Exercise text »

TemPro | Research Council of Norway | Researcher project VAM (Welfare, work and migration)
Title: Temporary protection as a durable solution? The 'return turn' in asylum policies in Europe (TemPro)
Project leader: Senior researcher Jessica Schultz, Chr. Michelsens Institute
Researchers at SKOK: Researcher Marry-Anne Karlsen and postdoctoral fellow Kari Anne Klovholt Drangsland
Project period: 2020-2024
TemPro is a collaboration between anthropologists, gender and legal scholars in Norway, UK and Denmark that explores the effects of temporary protection in the current asylum- and refugee systems. These measures, part of a ‘return turn’ in the practice of refugee law post-2015, include granting short-term protection permits to refugees from certain groups, stricter requirements for receiving permanent residence, and regular protection reviews to identify people whose need for asylum no longer exists.
The project draws on an intersectional perspective to explore the implications of increased legal fragmentation of refugee protection in and across refugee law, policy, and the lives of refugees. The project further builds on and extends recent advances within migration studies that approach the temporal dimensions of migration governance.

[Dataset entries]
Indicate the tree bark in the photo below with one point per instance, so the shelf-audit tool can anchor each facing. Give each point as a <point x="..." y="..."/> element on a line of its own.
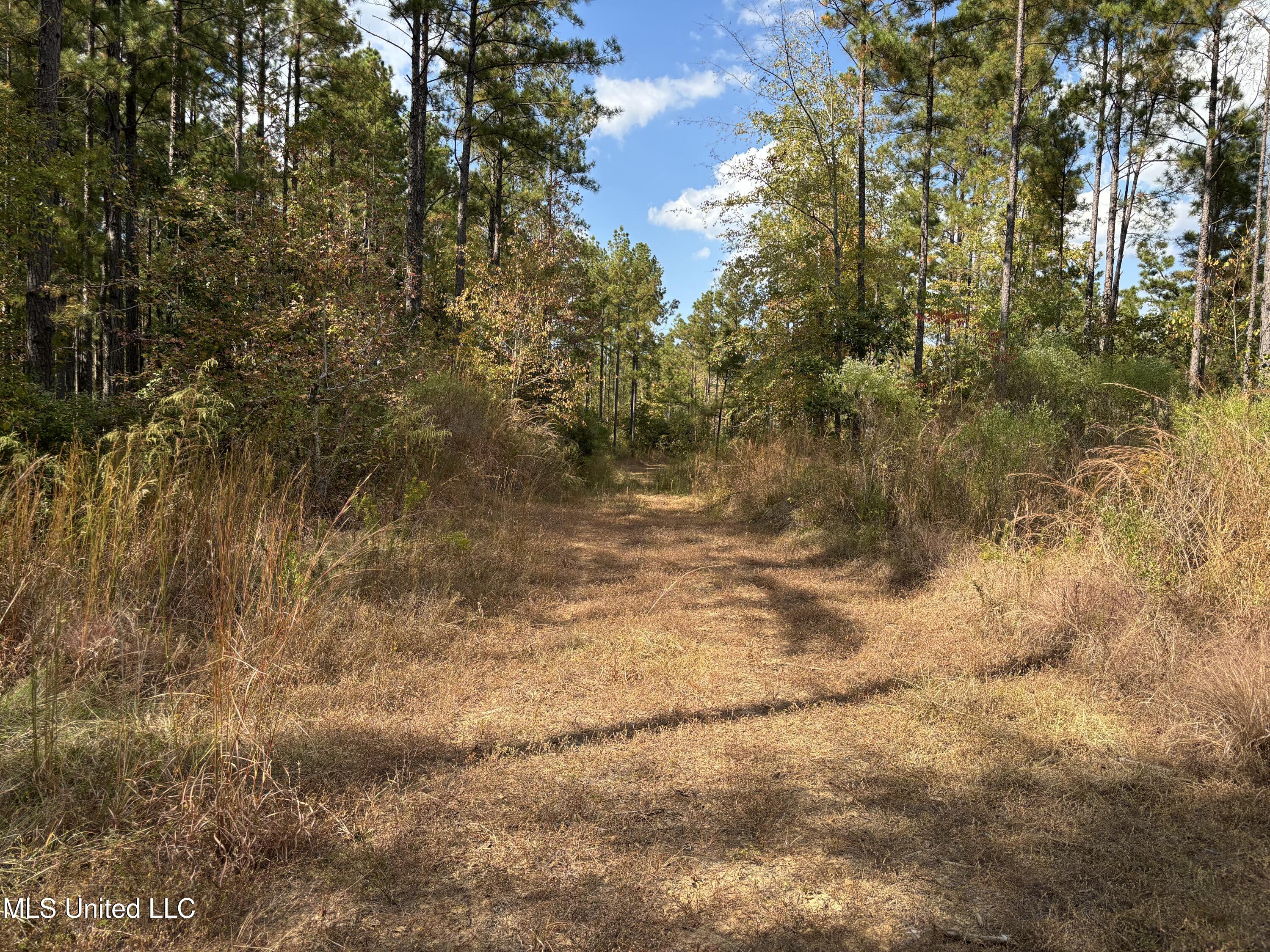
<point x="465" y="159"/>
<point x="861" y="212"/>
<point x="112" y="214"/>
<point x="239" y="84"/>
<point x="496" y="212"/>
<point x="40" y="262"/>
<point x="1113" y="201"/>
<point x="417" y="165"/>
<point x="928" y="146"/>
<point x="1131" y="202"/>
<point x="131" y="272"/>
<point x="1199" y="324"/>
<point x="262" y="72"/>
<point x="176" y="97"/>
<point x="1256" y="231"/>
<point x="634" y="398"/>
<point x="84" y="351"/>
<point x="618" y="381"/>
<point x="1008" y="262"/>
<point x="1100" y="146"/>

Task list »
[1] For each statement about the TemPro project description, say yes or no and quote the words that decide it. (a) The project leader is based at SKOK. (b) The collaboration includes scholars in Denmark. (c) The project period runs until 2026.
[2] List every measure that the TemPro project description names as part of the 'return turn' in refugee law.

Numbered answers »
[1]
(a) No: "Project leader: Senior researcher Jessica Schultz, Chr. Michelsens Institute"
(b) Yes: "anthropologists, gender and legal scholars in Norway, UK and Denmark"
(c) No: "Project period: 2020-2024"

[2]
- Granting short-term protection permits to refugees from certain groups
- Stricter requirements for receiving permanent residence
- Regular protection reviews to identify people whose need for asylum no longer exists